Text excerpt:
42, also known as Texas 42, is a trick-taking game played with a standard set of double-six dominoes. 42 is often referred to as the "national game of Texas". Tournaments are held in many towns, and the State Championship tournament is held annually in Hallettsville, Texas on the first Saturday of March each year. In 2011 it was designated the official State Domino Game of Texas.

==History==
According to a 1985 news article written by Christopher Evans of the Fort Worth Star-Telegram, the game originated in Garner, Texas. Two local boys, William Thomas and Walter Earl, developed the game in 1887 in response to a general disapproval of card-playing games held by many Protestants at that time. William and Walter incorporated dominoes in their game, which mimicked the mechanics of a trick-taking card game like pitch. The game they developed, which was the precursor to today's 42, found acceptance because dominoes did not carry the negative stigma of card-playing. From there, the game spread throughout Texas.

==Rules==

===Object===
The game is played by four people, in teams of two each, where the partners sit across from each other. The object of the game is to be the first team to reach seven "marks" or 250 points. The game consists of a number of hands (a maximum of 13 hands when playing for marks).

===Bid===
Before each hand, and based on the seven dominoes drawn by each player, the first person clockwise from the dealer will either pass or bid in order to win the right to choose the trumps and style of play for that hand. Typically, the bidder determines what to bid by estimating how many of the forty-two total points the team will win based on those seven dominoes. The minimum bid is 30. If all players pass the dealer must bid 30. In some variations the dominoes are reshuffled and the hand restarts. The 42 points consist of one point for each of the seven tricks, plus 35 points from the five "count" dominoes whose total pips are a multiple of 5 (the 6-4 and double-five tiles for 10 points each, as well as the 4-1, 3-2, and 5-0 tiles for 5 points each). The reward for attaining the bid is typically a tally mark, or in numerical scoring, the reward is the point total the player bid in a race to 250. The bids can occasionally be stated in "marks", signifying the tally mark awarded to a winning hand. The maximum opening bid under standard bidding is two marks, or "84", with each successive bid being one additional mark. Each player outbidding the opening maximum bid would result in a bid of 5 marks. There are many variations and exceptions to standard bidding, which are covered in Special Contracts, below.

===Hand===
After each player gets one chance to bid, the highest bidder chooses the trump for that hand, which can consist of designating as the trump one of the following: a particular "suit" (blanks through sixes, i.e. all tiles containing a six on one or both sides behaves as a trump when played); doubles (any tile containing the same number of pips on each of the two halves of the marked surface of that tile will behave as the trump in that hand when played); or may play with no trump, also known as "follow me".

Dataset content:
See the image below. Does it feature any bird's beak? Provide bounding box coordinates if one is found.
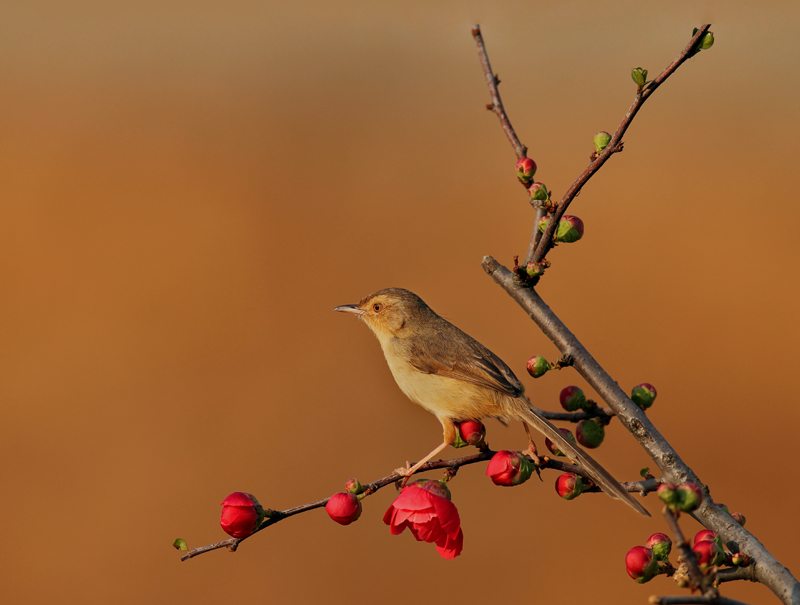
[334,305,366,316]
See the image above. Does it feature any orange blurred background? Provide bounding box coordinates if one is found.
[0,0,800,604]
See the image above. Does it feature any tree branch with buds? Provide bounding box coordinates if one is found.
[175,25,800,605]
[473,25,800,605]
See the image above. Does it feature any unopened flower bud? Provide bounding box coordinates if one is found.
[453,420,486,447]
[536,214,584,244]
[625,546,659,584]
[676,483,703,513]
[631,382,658,410]
[575,418,606,449]
[344,477,364,496]
[525,260,550,277]
[558,384,586,412]
[645,533,672,563]
[656,483,678,504]
[692,540,719,571]
[517,158,536,183]
[536,214,550,233]
[731,552,753,567]
[527,355,553,378]
[219,492,265,538]
[528,181,550,202]
[325,493,362,525]
[556,473,585,500]
[544,428,575,456]
[486,450,533,487]
[631,67,647,90]
[594,130,611,153]
[692,529,717,546]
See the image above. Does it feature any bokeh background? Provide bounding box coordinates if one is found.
[0,0,800,604]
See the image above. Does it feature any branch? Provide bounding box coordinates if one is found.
[482,256,800,605]
[472,25,528,160]
[650,595,747,605]
[525,23,711,263]
[531,406,614,422]
[717,564,758,584]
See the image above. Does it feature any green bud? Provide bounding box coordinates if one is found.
[631,67,647,90]
[631,382,658,410]
[575,418,606,448]
[675,483,703,513]
[344,477,364,496]
[527,355,553,378]
[528,181,550,202]
[594,130,611,153]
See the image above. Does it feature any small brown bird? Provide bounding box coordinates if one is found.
[334,288,650,516]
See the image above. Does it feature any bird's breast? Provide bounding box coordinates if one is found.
[381,339,505,421]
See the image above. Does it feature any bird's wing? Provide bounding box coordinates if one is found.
[408,326,525,397]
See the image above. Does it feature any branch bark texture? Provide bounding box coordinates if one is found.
[482,256,800,605]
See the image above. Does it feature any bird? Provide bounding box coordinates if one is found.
[334,288,650,517]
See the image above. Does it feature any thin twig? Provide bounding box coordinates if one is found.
[472,25,528,160]
[525,23,711,263]
[650,595,747,605]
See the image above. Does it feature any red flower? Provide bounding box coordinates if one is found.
[219,492,264,538]
[325,493,362,525]
[486,450,533,487]
[556,473,585,500]
[383,480,464,559]
[692,540,719,571]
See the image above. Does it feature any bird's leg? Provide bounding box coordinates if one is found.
[522,422,543,481]
[394,418,456,487]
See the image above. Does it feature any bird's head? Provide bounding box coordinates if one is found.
[334,288,433,340]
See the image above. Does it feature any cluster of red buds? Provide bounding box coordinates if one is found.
[452,420,486,449]
[625,533,672,584]
[556,473,587,500]
[486,450,534,487]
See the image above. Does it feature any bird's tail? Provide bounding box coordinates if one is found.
[507,396,650,517]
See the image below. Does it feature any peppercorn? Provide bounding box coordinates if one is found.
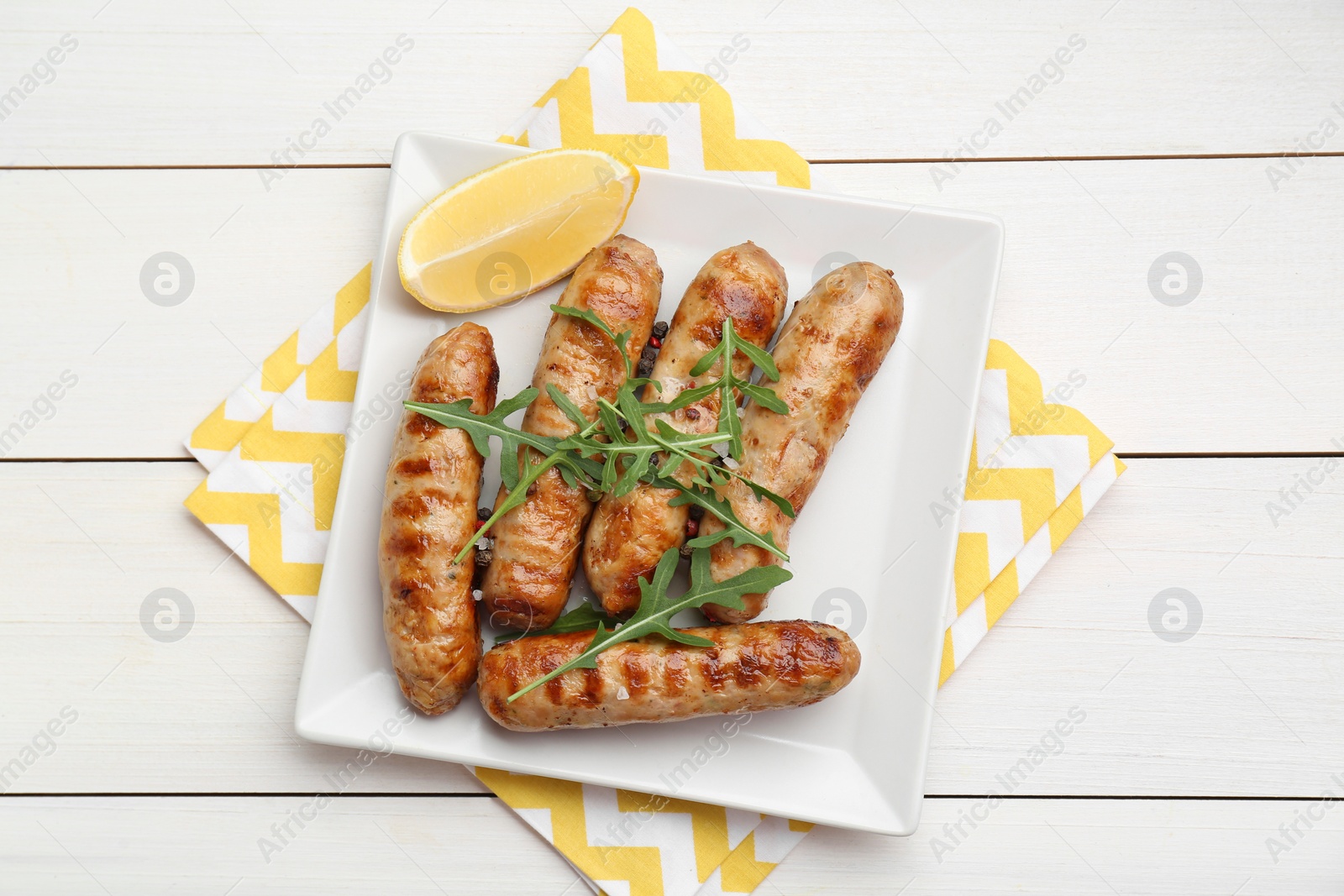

Aim of the exercise:
Pick up the text on the domino game 42 right after its last sentence and continue it.

Response to the task:
Play then proceeds in a clockwise fashion with the high bidder having the first play of the first trick. All players must follow the lead with the same suit if possible, known as "following suit", unless the other end of the domino is the trump suit. If they do not have a domino matching the suit of the lead, they may play any domino. When led, each tile is considered to belong to the suit of its higher number, unless the tile is a trump. For example, the 4:3 domino is a 4 unless threes are trumps. The highest valued domino of the leading suit wins, unless a trump is played, in which case the highest trump wins. In any suit, the double of that suit is highest, and then the tiles are ranked by the off-suit pip.

The winner of the trick usually moves the played dominoes to an area near their hand, face up. The winner then plays first on the next hand. If playing for marks, play continues until the bidding team has scored enough to match their bid ("made their contract"), or else is "set" by not winning enough tricks and points to match their bid. At that time, the team with the highest score and who has made their contract is awarded the correct number of marks. When playing for points, play continues until all seven tricks have been won. The high-bidder receives the points they win if they make their bid. If not, the team that sets them wins their bid plus any points they took during the hand. Example, if a team with a winning bid of 30 wins 31 points, they add 31 points to their total. If that team does not reach their bid (30 in this case), they get zero points. The other team receives the bid amount plus the points won during the hand.

In some cases, when playing for marks, if the player leading has no chance of losing (e.g., their hand holds the remaining most valuable tiles still in that game), that player may "lay down", meaning they show why they can't lose by exposing the remaining dominoes. A miscalculation here (a domino not being a certain winner) will usually result in the automatic loss of the game. However, it is usually done as a time-saver for experienced players.

===Scoring===
Each trick is worth one point. There are five "count" pieces (those whose spots total five or ten) that are worth that number of points: the 0-5, 1-4, and 2-3 tiles are worth five points each; the double-five and 6-4 tiles are each worth ten. The total of all the count pieces (35) plus the seven tricks equals 42, which is the number of points in a hand, hence the name of the game.
1. Marks: A game is typically played for seven marks. This is usually documented with tally marks. Some players mark straight lines that spell out the capital letters ALL.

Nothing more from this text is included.